■ Text passage ■
+===+

20 literal seconds, annoyingly short. They walk so slowly and sleep for so long, this game is all style over substance
To keep night being oppressive I think that it should be as long or slightly longer than day. BUT the full day should be much longer. It seems that the cycle is very short. Also as a caveman who knows that they are dead when night comes you can bet everything you have that I, and everyone I know, would know when sunset is. The horn seems like cookie clicker mechanic to waste even more of your time. They should just run back automatically.
Bit of a strange one here. Maybe an option to assign a permanent fire keeper, this would mean you can choose to sacrifice a useful pawn but not have to manually blow the horn / start the fire.
Also the day night cycle seems to be really quick, I would suggest a much longer cycle, so you have more time to do stuff in the day, but have to survive longer without being able to gather. Be a bit more micro making sure you have the right stuff.
I like the concept, but this one seems to be another very rushed out demo.
Just ma thoughts.
Personally, based on the demo, I don't think this game aims to be a city-builder. It looks like one, but the mechanics in place suggest very much the opposite. It's impossible to create a sustainable setup, and the Eclipse mechanic essentially wipes out your entire progress.
To me, it actually feels more like a rogue-lite; you do a run, gain some sort of meta-progression, and go on another run. Only that the Demo doesn't have that meta-progression implemented.
Common sense says you build more than one fire . . .
Yeah, I just wanted to write about the permanent firekeeper position. Other than that, I think this demo is very rudimentary right now, it can go any way from here: it can become a full-blown city builder with various buildings, tech tree, citizen specialization and whatnot, or it can become a roguelite with meta progression, or it can become something like group Don't Starve with forced migrations and overarching plot, or it can just go nowhere at all and be abandoned altogether. I kinda dig the game's setting and visuals, so I want it to do well, but how it will be remains to be seen.
I quite like the basic idea of the game. It has a few rough edges, but I think the main problem with the demo is that it doesn't last long enough to see more than the very basics. (The eclipse lasts a few days and the demo ends when it's over.)
A couple of tips:
Put storage near the fire so people can safely access food/wood at night.
Wood and meat need to be processed at the worker's workplace before being added to storage, so put woodcutter and hunter buildings inside the radius of the fire (use the buttons on the left edge of the screen to see it), so they can still process their stuff at night. You only get half of the resources back when destroying a building, so place your initial few woodcutter huts at different places around the edge of the fire radius so they can access different tree areas.

+===+

■ Stored records ■
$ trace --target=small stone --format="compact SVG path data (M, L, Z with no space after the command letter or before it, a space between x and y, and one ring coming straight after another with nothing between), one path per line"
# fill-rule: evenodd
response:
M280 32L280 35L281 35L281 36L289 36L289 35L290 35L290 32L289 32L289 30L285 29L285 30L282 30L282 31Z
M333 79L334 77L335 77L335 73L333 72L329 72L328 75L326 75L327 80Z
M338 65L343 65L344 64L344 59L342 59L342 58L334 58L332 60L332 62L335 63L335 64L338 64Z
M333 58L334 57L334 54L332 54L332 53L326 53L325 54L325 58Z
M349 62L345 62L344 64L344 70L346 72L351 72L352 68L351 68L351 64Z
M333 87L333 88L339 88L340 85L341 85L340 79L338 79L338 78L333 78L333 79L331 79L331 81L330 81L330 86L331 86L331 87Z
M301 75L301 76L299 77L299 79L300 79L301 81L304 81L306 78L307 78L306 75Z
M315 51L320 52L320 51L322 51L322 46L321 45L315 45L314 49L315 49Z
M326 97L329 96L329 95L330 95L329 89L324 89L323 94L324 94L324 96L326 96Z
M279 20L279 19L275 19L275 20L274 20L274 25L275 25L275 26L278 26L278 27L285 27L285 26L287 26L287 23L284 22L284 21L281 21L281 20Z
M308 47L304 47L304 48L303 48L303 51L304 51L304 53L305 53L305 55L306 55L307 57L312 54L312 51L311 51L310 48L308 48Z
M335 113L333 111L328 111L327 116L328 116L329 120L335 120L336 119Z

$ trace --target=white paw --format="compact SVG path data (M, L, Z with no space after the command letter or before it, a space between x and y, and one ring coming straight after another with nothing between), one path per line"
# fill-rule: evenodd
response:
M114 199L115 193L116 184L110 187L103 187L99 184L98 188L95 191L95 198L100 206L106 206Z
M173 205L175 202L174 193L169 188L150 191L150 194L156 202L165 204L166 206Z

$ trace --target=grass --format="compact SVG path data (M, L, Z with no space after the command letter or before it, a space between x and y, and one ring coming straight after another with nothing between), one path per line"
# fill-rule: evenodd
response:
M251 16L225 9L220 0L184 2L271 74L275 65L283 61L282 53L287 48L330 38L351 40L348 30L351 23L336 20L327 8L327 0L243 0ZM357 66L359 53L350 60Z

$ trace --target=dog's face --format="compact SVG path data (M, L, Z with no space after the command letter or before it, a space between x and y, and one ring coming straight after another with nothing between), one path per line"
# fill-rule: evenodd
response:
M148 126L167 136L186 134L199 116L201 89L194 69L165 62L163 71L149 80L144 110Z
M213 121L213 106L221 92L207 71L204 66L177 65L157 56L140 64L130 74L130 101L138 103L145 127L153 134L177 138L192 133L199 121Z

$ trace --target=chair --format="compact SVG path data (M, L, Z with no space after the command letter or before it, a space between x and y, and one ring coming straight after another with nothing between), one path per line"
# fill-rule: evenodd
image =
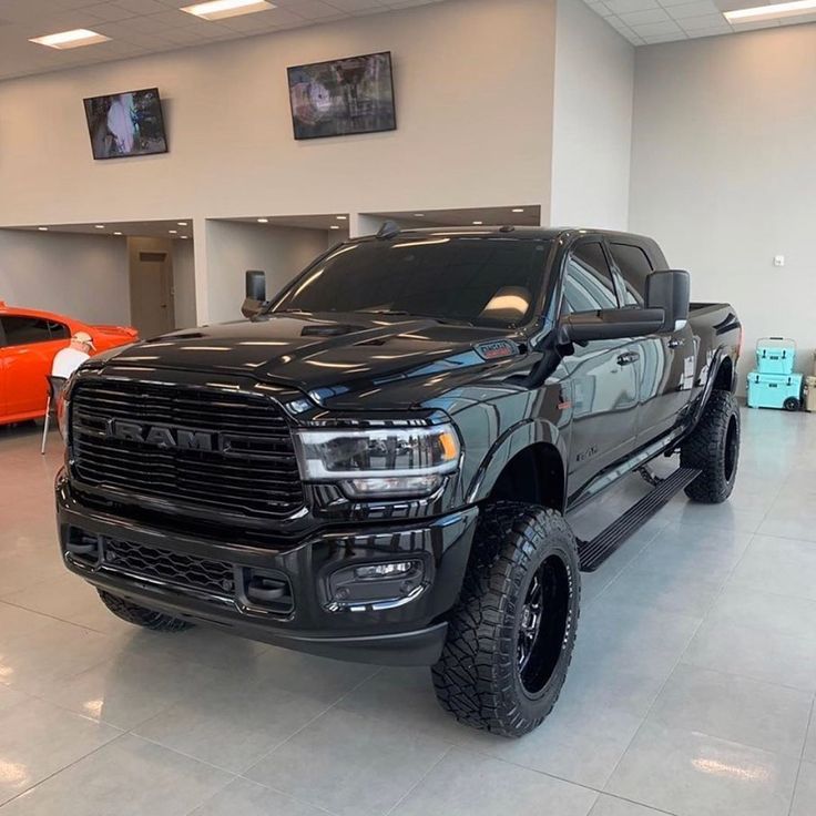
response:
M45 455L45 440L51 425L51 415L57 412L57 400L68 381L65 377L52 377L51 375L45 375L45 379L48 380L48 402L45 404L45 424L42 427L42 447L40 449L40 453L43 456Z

+===+

■ Stated problem 1 ■
For each statement, say whether it agrees with the demo discussion above, answering yes or no and quoting the deciding words: (a) One commenter proposes assigning a permanent fire keeper. (b) Destroying a building gives back all of its resources. (c) The demo ends once the eclipse is over.
■ Stated problem 2 ■
According to the demo discussion, where should storage be placed, and why?
■ Stated problem 3 ■
From the demo discussion, set down the passage that begins at "Personally, based on" and stops after "that meta-progression implemented.".

■ Correct response 1 ■
(a) Yes: "Maybe an option to assign a permanent fire keeper"
(b) No: "You only get half of the resources back when destroying a building"
(c) Yes: "the demo ends when it's over."

■ Correct response 2 ■
Near the fire, so people can safely access food/wood at night.

■ Correct response 3 ■
Personally, based on the demo, I don't think this game aims to be a city-builder. It looks like one, but the mechanics in place suggest very much the opposite. It's impossible to create a sustainable setup, and the Eclipse mechanic essentially wipes out your entire progress.
To me, it actually feels more like a rogue-lite; you do a run, gain some sort of meta-progression, and go on another run. Only that the Demo doesn't have that meta-progression implemented.